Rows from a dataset

# # #

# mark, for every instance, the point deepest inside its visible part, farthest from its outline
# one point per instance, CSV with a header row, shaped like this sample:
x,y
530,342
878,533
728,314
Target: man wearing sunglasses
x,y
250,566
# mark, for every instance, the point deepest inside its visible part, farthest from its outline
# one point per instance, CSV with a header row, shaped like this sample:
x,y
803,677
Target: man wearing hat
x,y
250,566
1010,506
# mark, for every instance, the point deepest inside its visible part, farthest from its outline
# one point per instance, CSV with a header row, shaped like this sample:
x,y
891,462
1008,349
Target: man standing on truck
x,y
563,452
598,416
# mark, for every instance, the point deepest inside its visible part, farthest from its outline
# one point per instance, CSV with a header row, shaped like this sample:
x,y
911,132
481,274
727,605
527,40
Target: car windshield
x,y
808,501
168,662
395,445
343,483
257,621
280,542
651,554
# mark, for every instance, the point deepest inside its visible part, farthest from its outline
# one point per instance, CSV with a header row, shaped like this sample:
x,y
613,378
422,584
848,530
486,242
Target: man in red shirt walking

# # #

> **Aim**
Reproduce every line of these entries with no changes.

> **Solution for this exercise**
# mark, for every instance, the point deepest inside its visible part, farthest from its outline
# one point per instance, CSV with a header row, shaped like this sample:
x,y
530,342
878,533
728,314
Target: man wearing sunglasses
x,y
250,566
# mark, for every instance, the point deepest inside its visible part, farthest from its outline
# one point per instance, CSV with a header row, shaped like this sample:
x,y
803,677
Target: man wearing hat
x,y
250,566
1010,506
# mark, for every instance, the point deepest inside its visible part, farthest from its outline
# one point per instance, CSV with a header row, shaped like this sample:
x,y
891,462
1008,349
Target: man standing on truck
x,y
563,452
598,416
# mark, for every instance, the point deepest inside its visible part, farthest from its outline
# one point per instance, CSV with a header row, shaped like this sample:
x,y
911,132
481,274
727,605
527,40
Target: car windshield
x,y
808,501
168,662
395,445
343,483
257,621
280,542
651,554
# mark, for every instance, the point deepest inside its visible part, farthest from its outline
# one point per instance, CSV with a header row, shaped like this sample:
x,y
613,378
422,584
848,530
486,242
Target: man in red shirt walking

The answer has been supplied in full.